* Фрагмент для чтения *
■ ■ ■ ■

Читаем Лагерь и литература. Свидетельства о ГУЛАГе полностью

Конечно, голые факты красноречивы, но их нужно высказать. Для претворения свидетельского замысла в повествовательный текст потребовались стилистические и композиционные приемы, о которых уже говорилось. Литературные достоинства, the literary merit, которых не находит в этой книге Леона Токер, состоят, как мне кажется, в том, что пересказываемые истории разнообразят изображение лагерной жизни, позволяя взглянуть на творившееся в ГУЛАГе с разных точек зрения. Но и периодическое развитие какой-нибудь сюжетной линии с моментами напряжения, и сам этот разбитый на отдельные этапы отчет о пережитом в ГУЛАГе на протяжении двадцати лет (с вкраплениями многочисленных описаний людей и мест) составляют литературное достижение автора, не считающего себя литератором. О его литературных образцах, его литературном образовании ничего не известно – писателем его сделал опыт ГУЛАГа. Моменты напряжения, скрытые в отдельных эпизодах его отчета, раскрываются в рассказах Данило Киша.

■ ■ ■ ■

(Записи из источника данных)

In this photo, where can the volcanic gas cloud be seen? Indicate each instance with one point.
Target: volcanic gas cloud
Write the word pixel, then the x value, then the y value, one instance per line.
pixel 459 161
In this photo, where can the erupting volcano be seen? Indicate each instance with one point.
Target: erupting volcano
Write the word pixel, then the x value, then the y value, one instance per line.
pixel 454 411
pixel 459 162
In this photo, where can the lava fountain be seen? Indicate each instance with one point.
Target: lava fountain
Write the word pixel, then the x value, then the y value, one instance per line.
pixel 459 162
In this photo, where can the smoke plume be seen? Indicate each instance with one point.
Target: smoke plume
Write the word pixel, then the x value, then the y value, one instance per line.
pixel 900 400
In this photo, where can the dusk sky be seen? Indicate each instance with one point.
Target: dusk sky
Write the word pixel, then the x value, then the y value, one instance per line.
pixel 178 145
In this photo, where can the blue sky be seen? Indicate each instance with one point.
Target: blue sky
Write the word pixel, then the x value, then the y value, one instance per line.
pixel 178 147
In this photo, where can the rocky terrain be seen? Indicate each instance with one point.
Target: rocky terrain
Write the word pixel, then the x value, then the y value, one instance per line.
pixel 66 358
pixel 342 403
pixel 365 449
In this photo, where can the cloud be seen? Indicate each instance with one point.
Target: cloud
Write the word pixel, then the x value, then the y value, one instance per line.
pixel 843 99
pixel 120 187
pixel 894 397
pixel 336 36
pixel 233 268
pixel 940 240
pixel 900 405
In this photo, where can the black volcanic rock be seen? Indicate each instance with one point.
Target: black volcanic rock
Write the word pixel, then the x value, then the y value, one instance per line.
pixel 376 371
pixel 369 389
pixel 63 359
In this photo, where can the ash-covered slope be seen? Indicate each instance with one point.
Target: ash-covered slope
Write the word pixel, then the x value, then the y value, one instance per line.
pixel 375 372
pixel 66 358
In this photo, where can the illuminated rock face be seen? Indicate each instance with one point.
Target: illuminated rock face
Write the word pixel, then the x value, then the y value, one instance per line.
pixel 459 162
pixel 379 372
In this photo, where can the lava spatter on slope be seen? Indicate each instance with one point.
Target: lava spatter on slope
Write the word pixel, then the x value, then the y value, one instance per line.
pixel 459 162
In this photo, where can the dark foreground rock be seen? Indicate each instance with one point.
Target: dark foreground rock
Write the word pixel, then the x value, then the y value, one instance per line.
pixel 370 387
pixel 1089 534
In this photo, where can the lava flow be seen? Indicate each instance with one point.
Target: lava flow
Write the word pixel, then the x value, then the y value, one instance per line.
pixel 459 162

■ ■ ■ ■

* Задания *
1 - Перечислите все составляющие литературных достоинств и литературного достижения автора книги, которые называет фрагмент.
2 - Что, согласно фрагменту, сделало автора книги писателем?
3 - Переведите на английский язык предложение из фрагмента: «О его литературных образцах, его литературном образовании ничего не известно – писателем его сделал опыт ГУЛАГа».
Для ответов используйте только фрагмент.

* Ожидаемые ответы *
1 -
1. Пересказываемые истории разнообразят изображение лагерной жизни и позволяют взглянуть на творившееся в ГУЛАГе с разных точек зрения.
2. Периодическое развитие какой-нибудь сюжетной линии с моментами напряжения.
3. Разбитый на отдельные этапы отчет о пережитом в ГУЛАГе на протяжении двадцати лет с вкраплениями многочисленных описаний людей и мест.

2 - Опыт ГУЛАГа.

3 - Nothing is known about his literary models or his literary education: it was the experience of the Gulag that made him a writer.